RECORDS PROVIDED:
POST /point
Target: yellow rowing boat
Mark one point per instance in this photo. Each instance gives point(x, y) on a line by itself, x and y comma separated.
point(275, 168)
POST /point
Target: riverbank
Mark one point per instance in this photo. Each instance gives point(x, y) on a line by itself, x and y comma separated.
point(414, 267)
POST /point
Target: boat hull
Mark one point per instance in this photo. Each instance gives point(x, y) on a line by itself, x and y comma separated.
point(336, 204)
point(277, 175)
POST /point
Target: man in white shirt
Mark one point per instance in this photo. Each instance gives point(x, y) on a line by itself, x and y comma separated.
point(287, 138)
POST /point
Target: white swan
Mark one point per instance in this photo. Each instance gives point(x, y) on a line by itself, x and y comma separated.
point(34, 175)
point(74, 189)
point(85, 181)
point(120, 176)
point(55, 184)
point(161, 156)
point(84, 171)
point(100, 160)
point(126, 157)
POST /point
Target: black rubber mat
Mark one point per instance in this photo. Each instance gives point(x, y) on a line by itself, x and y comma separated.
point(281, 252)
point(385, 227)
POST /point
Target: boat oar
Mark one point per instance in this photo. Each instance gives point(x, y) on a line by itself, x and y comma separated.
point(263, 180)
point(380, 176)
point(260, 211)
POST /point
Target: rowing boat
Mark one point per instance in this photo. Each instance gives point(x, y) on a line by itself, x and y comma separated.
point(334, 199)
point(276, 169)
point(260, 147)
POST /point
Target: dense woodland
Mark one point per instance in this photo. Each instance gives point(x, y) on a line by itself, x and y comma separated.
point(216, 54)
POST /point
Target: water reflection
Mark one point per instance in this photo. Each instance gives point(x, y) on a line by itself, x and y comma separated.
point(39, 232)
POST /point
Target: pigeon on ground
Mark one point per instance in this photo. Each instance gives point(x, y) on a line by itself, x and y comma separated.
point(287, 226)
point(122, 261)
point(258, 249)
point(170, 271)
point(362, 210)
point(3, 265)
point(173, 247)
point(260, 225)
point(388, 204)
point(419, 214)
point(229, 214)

EXERCISE: Please restate the records in full, word for word.

FULL ANSWER:
POST /point
Target: yellow rowing boat
Mark one point per instance in this photo. Each instance gives point(x, y) on a line by itself, x and y comma separated.
point(275, 168)
POST /point
Target: riverbank
Mark one point per instance in this photo. Each instance gives point(x, y) on a line by itself, x and y comma separated.
point(414, 267)
POST /point
Target: boat hull
Mark one point per instance in this photo. Each instance gives point(x, y) on a line by itself, x and y comma separated.
point(336, 204)
point(277, 175)
POST /point
Target: man in white shirt
Mark one point per instance in this photo. Each instance gives point(x, y) on a line by itself, x and y comma separated.
point(287, 138)
POST /point
Target: white swan
Mark one point per instance in this photo. Each instance gives point(x, y) on a line by itself, x and y comma separated.
point(34, 175)
point(74, 189)
point(85, 181)
point(120, 176)
point(55, 184)
point(161, 156)
point(84, 171)
point(100, 160)
point(126, 157)
POST /point
Target: black rubber mat
Mark one point per instance in this photo. Each instance gives point(x, y) on a line by itself, x and y comma separated.
point(281, 252)
point(385, 227)
POST /point
Target: boat oar
Mark one point per instance in this photo. Each instance gives point(x, y) on a line by itself, x and y comma separated.
point(263, 180)
point(380, 176)
point(260, 211)
POST /point
Target: rowing boat
Mark one point per instance in this photo. Each instance gives point(x, y) on a line by itself, x and y comma separated.
point(334, 199)
point(276, 169)
point(260, 147)
POST /point
Target: dense woodland
Mark one point per instance in this photo. Each instance gives point(x, y) on a line by itself, x and y comma separated.
point(216, 54)
POST /point
Target: water reflection
Mark one point per instance in this photo. Each instance gives point(x, y) on a line by itself, x and y comma separated.
point(39, 232)
POST /point
Target: pigeon on ground
Mark one point per instance in this photo. Each instance gives point(x, y) on a line by itself, x and y comma separated.
point(287, 226)
point(122, 261)
point(258, 249)
point(170, 271)
point(362, 210)
point(3, 265)
point(173, 247)
point(260, 225)
point(388, 204)
point(419, 214)
point(229, 214)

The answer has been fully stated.